|Mom and Joann, circa 1944|
"It is not easy to capture the essence of our mother. She came into this world with her twin sister on March 23, 1918. Born to Irish immigrants Humphrey and Margaret McCarthy Lynch in Butte, Montana, they were named Julia Marie and Josephine Agnes Lynch. They were, we are told, born at home and premature, so small that they were each placed gently in a shoe box and set near the oven to keep warm. They were not expected to survive. But today we gather to honor her 88 years as a woman, a faithful sister, a loving wife, a nurturing mother, a caring grandmother and great-grandmother, a kind aunt, a good citizen, and to all of us a loyal friend.
If I had to use one word to describe our mother it would be "principled". She selected certain principles to live by and believed strongly in passing those principles to each of us. If you knew her for just a short time or for most of her adult life, you know the principles that I am referring to...faith, education, discipline, music, work ethic, and dedication to husband, family, friends, community, volunteerism, and her church. From the time she was very young she was legally blind in one eye. She wore glasses at a very young age and suffered from scarlet fever. When she was 18 she moved to Great Falls, MT and enrolled in nursing college. She was determined to be educated and self-sufficient. In 1938 she graduated as a registered nurse and proudly practiced and kept her license in force until past the age of 80.

+ + +

## SHORT TASK A
Pull out every line of the entries that contains the word "framed".

## DATA FOR PROCESSING
+ + +

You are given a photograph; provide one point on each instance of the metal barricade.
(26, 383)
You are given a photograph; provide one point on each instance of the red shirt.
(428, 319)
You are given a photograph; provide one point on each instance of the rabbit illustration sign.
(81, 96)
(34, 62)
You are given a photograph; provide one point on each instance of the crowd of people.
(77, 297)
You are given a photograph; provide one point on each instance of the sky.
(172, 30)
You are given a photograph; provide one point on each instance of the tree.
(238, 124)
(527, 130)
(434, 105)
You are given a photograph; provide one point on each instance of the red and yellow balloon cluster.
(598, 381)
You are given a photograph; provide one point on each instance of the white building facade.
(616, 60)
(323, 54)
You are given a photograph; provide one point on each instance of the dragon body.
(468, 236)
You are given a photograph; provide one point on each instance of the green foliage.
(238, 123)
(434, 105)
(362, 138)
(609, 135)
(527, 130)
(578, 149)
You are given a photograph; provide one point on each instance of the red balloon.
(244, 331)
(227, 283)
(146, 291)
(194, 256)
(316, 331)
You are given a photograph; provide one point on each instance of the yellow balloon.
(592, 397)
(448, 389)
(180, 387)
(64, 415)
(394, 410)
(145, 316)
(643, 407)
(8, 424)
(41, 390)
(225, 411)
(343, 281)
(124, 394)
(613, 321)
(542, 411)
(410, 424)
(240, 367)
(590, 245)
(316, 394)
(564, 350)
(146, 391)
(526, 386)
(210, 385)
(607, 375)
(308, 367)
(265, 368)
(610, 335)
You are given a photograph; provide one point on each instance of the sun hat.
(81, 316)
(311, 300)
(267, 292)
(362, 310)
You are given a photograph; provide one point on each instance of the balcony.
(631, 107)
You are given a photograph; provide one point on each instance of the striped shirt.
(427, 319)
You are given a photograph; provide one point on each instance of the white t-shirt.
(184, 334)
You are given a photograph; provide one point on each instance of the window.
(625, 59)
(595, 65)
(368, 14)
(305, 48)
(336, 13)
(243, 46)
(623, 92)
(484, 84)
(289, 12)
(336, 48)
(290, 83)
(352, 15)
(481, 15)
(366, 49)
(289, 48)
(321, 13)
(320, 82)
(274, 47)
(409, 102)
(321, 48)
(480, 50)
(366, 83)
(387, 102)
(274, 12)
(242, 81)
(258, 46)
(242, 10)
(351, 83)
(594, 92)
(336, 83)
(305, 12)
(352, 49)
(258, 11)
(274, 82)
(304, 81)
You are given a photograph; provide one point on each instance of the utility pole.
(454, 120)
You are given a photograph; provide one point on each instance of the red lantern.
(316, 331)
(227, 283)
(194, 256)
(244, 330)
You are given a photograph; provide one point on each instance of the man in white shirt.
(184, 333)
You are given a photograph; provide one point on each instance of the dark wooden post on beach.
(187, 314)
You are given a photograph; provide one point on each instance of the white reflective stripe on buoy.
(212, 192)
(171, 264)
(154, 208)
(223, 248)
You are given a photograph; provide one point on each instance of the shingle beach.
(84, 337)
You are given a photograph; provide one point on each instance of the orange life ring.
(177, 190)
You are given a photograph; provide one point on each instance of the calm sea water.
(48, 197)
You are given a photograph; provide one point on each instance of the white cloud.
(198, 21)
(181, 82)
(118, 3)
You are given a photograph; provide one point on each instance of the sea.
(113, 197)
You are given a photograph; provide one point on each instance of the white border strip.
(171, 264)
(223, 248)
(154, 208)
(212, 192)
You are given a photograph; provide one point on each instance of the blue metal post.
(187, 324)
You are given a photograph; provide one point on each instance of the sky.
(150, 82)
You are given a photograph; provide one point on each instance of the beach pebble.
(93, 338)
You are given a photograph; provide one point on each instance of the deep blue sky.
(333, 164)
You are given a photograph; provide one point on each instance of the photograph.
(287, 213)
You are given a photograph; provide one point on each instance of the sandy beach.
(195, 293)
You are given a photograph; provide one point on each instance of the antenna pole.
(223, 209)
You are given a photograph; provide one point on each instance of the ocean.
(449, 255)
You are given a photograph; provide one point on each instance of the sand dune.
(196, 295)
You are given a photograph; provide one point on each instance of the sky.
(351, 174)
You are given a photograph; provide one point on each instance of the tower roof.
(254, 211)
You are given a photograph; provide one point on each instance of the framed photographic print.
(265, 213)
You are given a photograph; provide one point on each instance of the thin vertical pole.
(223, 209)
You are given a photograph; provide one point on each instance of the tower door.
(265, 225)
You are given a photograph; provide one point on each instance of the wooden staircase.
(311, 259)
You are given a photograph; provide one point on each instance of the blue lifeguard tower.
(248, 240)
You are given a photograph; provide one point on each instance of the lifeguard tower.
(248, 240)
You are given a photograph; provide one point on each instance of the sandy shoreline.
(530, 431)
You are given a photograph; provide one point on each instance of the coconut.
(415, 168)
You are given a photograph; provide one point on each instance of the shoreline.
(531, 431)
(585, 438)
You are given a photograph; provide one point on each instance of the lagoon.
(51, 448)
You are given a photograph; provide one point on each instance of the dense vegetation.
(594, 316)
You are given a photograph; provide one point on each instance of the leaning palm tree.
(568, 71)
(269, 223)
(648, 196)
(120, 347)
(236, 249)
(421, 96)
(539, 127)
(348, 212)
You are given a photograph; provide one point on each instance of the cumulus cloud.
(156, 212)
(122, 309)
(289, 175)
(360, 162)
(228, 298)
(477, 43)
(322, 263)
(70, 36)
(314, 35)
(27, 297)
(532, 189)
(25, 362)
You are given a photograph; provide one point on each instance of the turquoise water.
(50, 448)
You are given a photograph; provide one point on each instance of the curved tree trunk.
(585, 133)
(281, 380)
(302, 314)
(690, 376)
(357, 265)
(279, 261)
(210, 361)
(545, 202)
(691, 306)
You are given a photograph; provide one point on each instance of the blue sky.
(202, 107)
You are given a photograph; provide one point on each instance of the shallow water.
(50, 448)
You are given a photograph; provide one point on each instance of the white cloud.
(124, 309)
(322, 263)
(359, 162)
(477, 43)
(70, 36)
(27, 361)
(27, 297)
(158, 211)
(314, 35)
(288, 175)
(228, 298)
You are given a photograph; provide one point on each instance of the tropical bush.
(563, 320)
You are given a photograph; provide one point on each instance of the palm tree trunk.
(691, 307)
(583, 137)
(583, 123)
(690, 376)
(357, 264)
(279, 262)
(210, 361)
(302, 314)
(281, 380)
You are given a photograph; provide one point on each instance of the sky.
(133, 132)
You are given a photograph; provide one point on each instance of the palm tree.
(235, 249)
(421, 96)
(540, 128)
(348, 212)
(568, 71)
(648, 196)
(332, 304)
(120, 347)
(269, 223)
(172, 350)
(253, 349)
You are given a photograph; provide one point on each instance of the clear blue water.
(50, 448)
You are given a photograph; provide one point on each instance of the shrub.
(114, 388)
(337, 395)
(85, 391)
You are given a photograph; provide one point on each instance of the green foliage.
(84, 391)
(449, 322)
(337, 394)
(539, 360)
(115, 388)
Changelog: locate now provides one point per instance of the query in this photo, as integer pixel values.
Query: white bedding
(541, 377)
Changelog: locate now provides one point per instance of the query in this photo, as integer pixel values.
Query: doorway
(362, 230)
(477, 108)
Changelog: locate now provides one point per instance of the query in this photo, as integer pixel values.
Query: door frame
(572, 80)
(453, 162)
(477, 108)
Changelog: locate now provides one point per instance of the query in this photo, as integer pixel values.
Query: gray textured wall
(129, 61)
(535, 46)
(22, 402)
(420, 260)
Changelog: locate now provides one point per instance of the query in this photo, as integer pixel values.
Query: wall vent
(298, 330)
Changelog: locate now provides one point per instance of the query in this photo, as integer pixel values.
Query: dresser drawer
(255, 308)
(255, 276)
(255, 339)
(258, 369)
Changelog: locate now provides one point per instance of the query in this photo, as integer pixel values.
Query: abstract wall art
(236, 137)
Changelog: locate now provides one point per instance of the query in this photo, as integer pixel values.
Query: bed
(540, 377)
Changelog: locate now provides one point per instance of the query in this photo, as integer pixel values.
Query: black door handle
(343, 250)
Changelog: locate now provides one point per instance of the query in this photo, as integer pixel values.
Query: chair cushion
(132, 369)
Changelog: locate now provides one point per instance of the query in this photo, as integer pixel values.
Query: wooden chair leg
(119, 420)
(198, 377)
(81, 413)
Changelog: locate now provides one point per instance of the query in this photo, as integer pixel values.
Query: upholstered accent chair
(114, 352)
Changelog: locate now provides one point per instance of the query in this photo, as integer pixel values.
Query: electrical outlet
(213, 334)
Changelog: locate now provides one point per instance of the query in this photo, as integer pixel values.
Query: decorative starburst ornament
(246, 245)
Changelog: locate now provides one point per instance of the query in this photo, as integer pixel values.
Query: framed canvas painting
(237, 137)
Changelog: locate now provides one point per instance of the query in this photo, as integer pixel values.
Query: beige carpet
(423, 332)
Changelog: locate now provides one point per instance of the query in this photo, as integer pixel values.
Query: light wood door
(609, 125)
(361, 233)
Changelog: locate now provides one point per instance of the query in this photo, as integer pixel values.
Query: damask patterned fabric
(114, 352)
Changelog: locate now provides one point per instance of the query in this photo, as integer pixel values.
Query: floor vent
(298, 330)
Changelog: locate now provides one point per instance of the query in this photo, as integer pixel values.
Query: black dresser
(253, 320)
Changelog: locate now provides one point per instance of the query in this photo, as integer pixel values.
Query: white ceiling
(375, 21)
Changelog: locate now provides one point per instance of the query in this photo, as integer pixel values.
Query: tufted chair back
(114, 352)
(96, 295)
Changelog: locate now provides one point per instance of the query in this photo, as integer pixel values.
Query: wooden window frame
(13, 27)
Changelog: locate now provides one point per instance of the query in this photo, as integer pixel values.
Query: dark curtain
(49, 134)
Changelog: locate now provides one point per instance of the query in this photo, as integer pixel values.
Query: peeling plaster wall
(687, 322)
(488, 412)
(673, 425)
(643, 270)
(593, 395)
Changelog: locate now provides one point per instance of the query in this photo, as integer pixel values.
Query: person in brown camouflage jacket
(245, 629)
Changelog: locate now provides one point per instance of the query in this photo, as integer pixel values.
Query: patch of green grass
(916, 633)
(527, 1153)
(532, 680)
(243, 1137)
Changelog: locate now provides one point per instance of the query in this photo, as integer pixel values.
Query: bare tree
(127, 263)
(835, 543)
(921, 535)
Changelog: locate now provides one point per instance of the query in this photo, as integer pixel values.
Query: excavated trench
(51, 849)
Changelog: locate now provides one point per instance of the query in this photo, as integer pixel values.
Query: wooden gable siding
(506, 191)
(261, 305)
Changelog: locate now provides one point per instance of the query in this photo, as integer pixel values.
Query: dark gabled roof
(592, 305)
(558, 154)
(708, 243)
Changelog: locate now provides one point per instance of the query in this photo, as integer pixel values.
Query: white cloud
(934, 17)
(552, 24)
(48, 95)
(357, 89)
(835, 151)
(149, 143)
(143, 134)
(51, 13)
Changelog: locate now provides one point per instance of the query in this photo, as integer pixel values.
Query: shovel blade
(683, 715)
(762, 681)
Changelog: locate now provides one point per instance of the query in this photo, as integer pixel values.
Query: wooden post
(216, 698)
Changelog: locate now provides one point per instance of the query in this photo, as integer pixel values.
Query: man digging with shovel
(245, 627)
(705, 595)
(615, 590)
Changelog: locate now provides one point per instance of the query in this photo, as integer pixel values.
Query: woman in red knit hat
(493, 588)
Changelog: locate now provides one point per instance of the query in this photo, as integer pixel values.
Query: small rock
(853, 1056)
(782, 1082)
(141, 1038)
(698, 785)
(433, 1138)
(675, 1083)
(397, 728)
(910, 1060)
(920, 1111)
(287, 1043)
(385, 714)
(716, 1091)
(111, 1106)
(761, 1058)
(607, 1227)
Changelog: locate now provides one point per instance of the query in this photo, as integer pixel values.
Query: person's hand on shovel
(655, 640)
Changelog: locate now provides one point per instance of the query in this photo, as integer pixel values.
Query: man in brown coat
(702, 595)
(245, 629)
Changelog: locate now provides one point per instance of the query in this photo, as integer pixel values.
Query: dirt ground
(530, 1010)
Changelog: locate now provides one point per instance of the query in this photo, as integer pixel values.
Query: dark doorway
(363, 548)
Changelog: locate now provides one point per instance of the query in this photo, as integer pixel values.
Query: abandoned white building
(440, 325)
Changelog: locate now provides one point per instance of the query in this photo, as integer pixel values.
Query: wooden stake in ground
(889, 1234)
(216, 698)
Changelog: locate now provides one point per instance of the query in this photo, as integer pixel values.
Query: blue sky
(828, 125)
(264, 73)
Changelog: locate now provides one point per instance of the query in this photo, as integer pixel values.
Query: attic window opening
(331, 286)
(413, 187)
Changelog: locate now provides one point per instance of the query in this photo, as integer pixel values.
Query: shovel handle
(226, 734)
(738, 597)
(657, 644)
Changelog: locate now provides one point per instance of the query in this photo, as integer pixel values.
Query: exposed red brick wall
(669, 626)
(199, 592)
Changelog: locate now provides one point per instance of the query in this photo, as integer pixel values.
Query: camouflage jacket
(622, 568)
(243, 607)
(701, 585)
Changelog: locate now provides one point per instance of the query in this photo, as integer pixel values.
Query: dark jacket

+ + +

## SHORT TASK B
Write what comes next in the eulogy for the mother born in Butte, Montana, picking up after its last sentence.

## ANSWER A
You are given a photograph; provide one point on each instance of the framed photographic print.
Query: framed canvas painting

## ANSWER B
She married daddy in 1942, they were 24 and she was the consummate naval officer's wife, never complaining, living in less than perfect conditions during the remainder of World War II and caring for three small daughters alone throughout the Korean War, making a home in National City. Around 1952 daddy was transferred to Fort Campbell, KY, and we all traveled by train to live on an Army base. Sadly, daddy's military career ended when he suffered a series of heart attacks and was forced to retire. In 1953 we returned to National City, back to our little two bedroom home on east 17th street. Daddy retired and mom returned to full time nursing, supporting a family of five. In 1955, at the age of 37 she became pregnant with Michael and we all giggled with joy. Daddy bought a Gulf Service Station and we moved to new neighborhood to await the birth of Michael. On a rainy December 8, 1960, we moved to our last family home on "N" Avenue. The move had to be stopped so that daddy could make sure we all went to mass for the Feast of the Immaculate Conception, a holy day of obligation, and our mother would not accept us not being in attendance. It was the principle! For 42 years that was our home.
I have never understood how she and daddy afforded to educate all of us in parochial schools, each with eight years at St. Mary's, their three daughters at Cathedral Girl's High School and Michael at St. Augustine's, but they did and we learned the value of a good education and with their help we all went to college. To complement this education she insisted, sometimes against daddy's resistance, that we all learn to play a musical instrument and be able to perform in public. For hours upon hours the girls would take turns at the piano and when Michael was old enough, he learned to play the trumpet. I believe it was more about the experience and the desire that we be well rounded that drove this principle or could it have been those recitals every year that would result from the early hours of diligent practice?
She taught us to sew our own clothes, she taught us the importance of buying good shoes, she taxied us to the orthodontist for more than twelve years to insure that we each had perfect "occlusion" and to guarantee those Irish smiles. At her insistence we all learned to type and homework was an evening ritual that she made sure we completed on our own. If we didn't know how to spell a word, she would very simply say, "Look it up!" and hand us the dictionary. Maybe this is why we all play scrabble and dabble at crossword puzzles.
Over the years, she celebrated our accomplishments, she danced at our weddings, cradled our babies, and found a way to regularly visit each of us, no matter how far away our careers or marriages took us. She proved to be the best mother-in-law one could ask for, always supportive but never intruding or offering advice(or almost never), perhaps truly living her principle "if you don't have something good to say, don't say anything at all!"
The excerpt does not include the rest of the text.